[Date Prev][Date Next][Thread Prev][Thread Next][Date Index][Thread Index]

Re: [HTCondor-users] dagman job submit times



On Mon, 18 Mar 2013, Stephen Pietrowicz wrote:

We've got a pool of nodes totaling about 1000 cores. We have a DAGman submit the jobs. In the configuration, we have:

DAGMAN_MAX_SUBMITS_PER_INTERVAL=1000
DAGMAN_SUBMIT_DELAY=0
DAGMAN_USER_LOG_SCAN_INTERVAL=5

When we look at the log files, we're only seeing 23 or 23 jobs submitted per second, sometimes as low as 11-15 per second. (This is all from information gathered from the .log file Condor generates).

Is this expected behavior, or is there something else we need to figure to have DAGman increase the submission rate?

I haven't run a test on this in a while, but I think the numbers you're seeing are pretty much what is expected. The last time we tested this, the overhead of DAGMan itself was pretty minimal, and the submission rate largely depended on how long a condor_submit command took to run, which largely depends on how busy your schedd is.

There's simple way to test this -- just make a script that does, say, 100 consecutive condor_submits, without any kind of logic, and time how long that takes to run. That should give you a good idea whether your DAGMan is causing any significant overhead.

Kent Wenger
CHTC Team

_ENTRIES SHOWN_
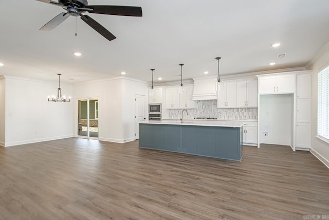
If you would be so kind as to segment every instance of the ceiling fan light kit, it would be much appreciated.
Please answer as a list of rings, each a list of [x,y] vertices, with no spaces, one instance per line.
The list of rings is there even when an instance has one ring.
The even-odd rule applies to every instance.
[[[80,16],[82,21],[108,41],[114,40],[116,37],[92,17],[84,15],[83,13],[88,12],[92,13],[113,15],[135,17],[142,16],[142,8],[140,7],[119,5],[88,5],[87,0],[59,0],[58,3],[52,0],[36,1],[61,7],[66,11],[66,12],[62,12],[55,16],[40,28],[40,30],[49,31],[61,24],[70,15],[74,17]]]

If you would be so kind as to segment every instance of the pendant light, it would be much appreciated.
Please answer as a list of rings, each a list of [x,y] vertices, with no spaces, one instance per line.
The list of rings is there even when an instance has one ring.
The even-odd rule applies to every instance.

_EXERCISE REQUIREMENTS_
In the DAGMan thread, what does the reply say the submission rate largely depends on?

_SOLUTION TO THE EXERCISE_
It largely depends on how long a condor_submit command takes to run, which in turn largely depends on how busy the schedd is.